== WHAT THE TASK ASKS ==
Could you write the entries out again, exactly as they appear?

== THE DATA ==
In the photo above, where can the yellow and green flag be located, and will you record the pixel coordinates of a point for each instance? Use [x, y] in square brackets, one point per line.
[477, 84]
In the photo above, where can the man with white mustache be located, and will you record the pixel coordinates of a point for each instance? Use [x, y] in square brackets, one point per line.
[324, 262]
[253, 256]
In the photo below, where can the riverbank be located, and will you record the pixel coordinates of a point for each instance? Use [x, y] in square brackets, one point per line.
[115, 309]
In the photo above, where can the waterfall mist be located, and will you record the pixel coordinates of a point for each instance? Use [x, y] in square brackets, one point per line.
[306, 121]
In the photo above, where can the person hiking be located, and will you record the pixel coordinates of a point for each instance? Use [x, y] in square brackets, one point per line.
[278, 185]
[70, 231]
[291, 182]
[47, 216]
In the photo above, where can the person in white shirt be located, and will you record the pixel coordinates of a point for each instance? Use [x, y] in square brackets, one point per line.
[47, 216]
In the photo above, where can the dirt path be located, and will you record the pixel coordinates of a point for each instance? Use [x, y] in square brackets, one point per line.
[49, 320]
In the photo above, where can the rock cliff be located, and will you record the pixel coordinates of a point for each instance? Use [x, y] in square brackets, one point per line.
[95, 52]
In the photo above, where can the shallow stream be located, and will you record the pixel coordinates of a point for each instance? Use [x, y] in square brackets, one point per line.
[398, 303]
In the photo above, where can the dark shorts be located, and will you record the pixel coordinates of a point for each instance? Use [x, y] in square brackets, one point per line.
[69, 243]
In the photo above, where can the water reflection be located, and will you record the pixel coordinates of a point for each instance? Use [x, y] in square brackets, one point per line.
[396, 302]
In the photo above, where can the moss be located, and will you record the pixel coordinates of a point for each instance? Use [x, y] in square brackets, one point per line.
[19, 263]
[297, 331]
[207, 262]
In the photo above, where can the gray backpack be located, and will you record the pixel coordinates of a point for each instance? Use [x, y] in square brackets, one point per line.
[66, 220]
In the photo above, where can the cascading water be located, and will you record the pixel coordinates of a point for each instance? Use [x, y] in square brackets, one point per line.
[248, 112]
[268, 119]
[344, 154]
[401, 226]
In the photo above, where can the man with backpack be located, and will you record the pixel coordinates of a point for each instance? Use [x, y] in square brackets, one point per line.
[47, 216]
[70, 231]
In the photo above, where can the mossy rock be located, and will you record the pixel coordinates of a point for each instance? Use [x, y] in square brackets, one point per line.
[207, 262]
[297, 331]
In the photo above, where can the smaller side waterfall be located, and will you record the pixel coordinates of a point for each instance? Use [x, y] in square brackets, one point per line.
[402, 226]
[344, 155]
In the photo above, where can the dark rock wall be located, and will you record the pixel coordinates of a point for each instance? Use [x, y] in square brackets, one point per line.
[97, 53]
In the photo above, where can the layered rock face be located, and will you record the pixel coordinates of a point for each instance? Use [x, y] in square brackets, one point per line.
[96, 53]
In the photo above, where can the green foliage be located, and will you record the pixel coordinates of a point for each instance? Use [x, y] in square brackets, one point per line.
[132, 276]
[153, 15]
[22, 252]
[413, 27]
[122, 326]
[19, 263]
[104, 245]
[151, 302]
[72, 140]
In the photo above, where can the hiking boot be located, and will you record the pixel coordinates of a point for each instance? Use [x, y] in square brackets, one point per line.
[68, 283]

== RESPONSE AREA ==
In the photo above, where can the yellow and green flag be located, and will you record the pixel coordinates of a point for each instance? Use [x, y] in square brackets, one point per line.
[477, 84]
In the photo above, where can the man with white mustache be located, and will you record the pixel coordinates of a point for each instance? Use [x, y] in square brackets, one point per line.
[324, 262]
[253, 256]
In the photo below, where can the riverbank be located, and will you record the pixel coordinates of a point for each instance? Use [x, y] in square brackets, one point per line.
[115, 309]
In the photo above, where can the waterfall mist be located, and will you record the pixel coordinates of a point for each instance? Use [x, y] in square brackets, one point per line.
[306, 121]
In the photo above, where can the person hiking be located, and will you record the pixel coordinates of a point for each instance? Use [x, y] in square brackets, one point per line.
[278, 185]
[70, 231]
[291, 182]
[47, 216]
In the photo above, where can the person in white shirt be located, and will you record the pixel coordinates of a point for each instance? Use [x, y] in square brackets, one point per line.
[47, 216]
In the photo above, where can the dirt path be located, and will you record the pixel coordinates of a point for each instance? Use [x, y] in square brackets, one point per line.
[49, 320]
In the photo above, where can the rock cliff be located, and will you record the pixel coordinates of a point for each instance? Use [x, y] in square brackets, one point per line.
[95, 52]
In the photo above, where can the shallow stream be located, and will you record the pixel coordinates of a point for each instance? Use [x, y] in square brackets, one point per line.
[398, 303]
In the photo above, where can the dark shorts be located, and will you record the pixel coordinates of a point for each instance? Use [x, y] in square brackets, one point per line.
[69, 243]
In the photo above, where can the water reflection be located, and will you record the pixel coordinates of a point for each instance? Use [x, y] in square brackets, one point per line.
[396, 302]
In the photo above, where can the moss be located, and will you record the pixel coordinates of a point for each instance? Use [x, y] in square brackets, one point per line.
[19, 263]
[297, 331]
[207, 262]
In the photo above, where can the gray backpack be located, and will you record the pixel coordinates of a point for each instance? Use [x, y] in square brackets, one point per line.
[66, 220]
In the photo above, where can the cascading water be located, and will you record the pixel coordinates of a point for each instance? Use [x, y] in square brackets, one point per line.
[248, 112]
[268, 119]
[344, 154]
[401, 226]
In the photo above, where can the man with backpack be located, and will you record the pixel coordinates of a point for each instance? Use [x, y] in square brackets, one point per line.
[47, 216]
[70, 231]
In the photo above, where can the mossy rock be located, and will you record the pixel coordinates of a point for each instance? Use [x, y] in square brackets, one point per line.
[207, 262]
[297, 331]
In the photo above, where can the smaller side waterfall be located, and will you record the pixel coordinates of a point for each instance? Use [x, y] in square brackets, one point per line.
[402, 226]
[344, 155]
In the photo above, where can the dark rock wall be located, and will you record the pixel coordinates of a point for each instance? Use [x, y] in square brackets, one point per line.
[97, 53]
In the photo above, where can the layered rock face be located, and will you record the pixel coordinates of a point for each instance? Use [x, y] in square brackets, one point per line.
[96, 53]
In the photo above, where can the green foliage be located, and will you record the pixel coordinates of a point for each instance? Use [x, y] in square brackets, one point per line.
[132, 276]
[153, 15]
[22, 252]
[413, 27]
[122, 326]
[19, 263]
[104, 245]
[151, 302]
[72, 140]
In the photo above, where can the hiking boot be located, and will you record the pixel coordinates of a point for each instance? Use [x, y] in square brackets, one point per line.
[68, 283]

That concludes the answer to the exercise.